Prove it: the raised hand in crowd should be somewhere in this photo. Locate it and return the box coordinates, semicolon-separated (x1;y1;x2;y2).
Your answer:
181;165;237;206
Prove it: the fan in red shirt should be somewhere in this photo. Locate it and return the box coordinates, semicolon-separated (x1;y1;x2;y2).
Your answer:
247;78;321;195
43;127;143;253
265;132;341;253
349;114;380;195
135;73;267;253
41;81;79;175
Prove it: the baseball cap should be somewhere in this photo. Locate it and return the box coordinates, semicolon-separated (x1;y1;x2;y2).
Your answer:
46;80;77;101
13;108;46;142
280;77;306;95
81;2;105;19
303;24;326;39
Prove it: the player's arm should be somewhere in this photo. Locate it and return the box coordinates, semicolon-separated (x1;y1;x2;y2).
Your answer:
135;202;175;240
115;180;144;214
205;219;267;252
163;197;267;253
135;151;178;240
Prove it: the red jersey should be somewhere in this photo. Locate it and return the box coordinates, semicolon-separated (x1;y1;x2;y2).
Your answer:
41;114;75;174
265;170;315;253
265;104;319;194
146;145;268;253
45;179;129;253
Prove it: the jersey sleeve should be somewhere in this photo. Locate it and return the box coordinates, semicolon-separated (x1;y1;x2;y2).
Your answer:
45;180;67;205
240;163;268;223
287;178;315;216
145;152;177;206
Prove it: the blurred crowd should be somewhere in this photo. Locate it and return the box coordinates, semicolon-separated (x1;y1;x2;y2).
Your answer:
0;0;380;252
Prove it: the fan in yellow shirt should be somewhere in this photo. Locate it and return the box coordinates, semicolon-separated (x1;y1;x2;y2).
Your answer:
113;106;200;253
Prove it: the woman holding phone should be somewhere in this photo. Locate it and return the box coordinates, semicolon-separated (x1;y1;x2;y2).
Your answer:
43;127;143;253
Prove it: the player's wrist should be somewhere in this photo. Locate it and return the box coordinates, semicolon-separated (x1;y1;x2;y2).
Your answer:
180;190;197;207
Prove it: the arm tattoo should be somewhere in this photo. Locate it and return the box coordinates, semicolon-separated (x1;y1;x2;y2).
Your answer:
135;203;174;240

----------

SHORT PROBLEM: Gather every line from the entries above that contains the word "player", and copy each of those lines in full.

COMPLETE OUTPUT:
Prove it: the player's arm should be somewhere in this photo. Locate it and return the box coordinates, semicolon-separated (x1;y1;x2;y2).
Prove it: the player's wrist should be somewhere in this photo. Locate it and return the box coordinates, semicolon-separated (x1;y1;x2;y2).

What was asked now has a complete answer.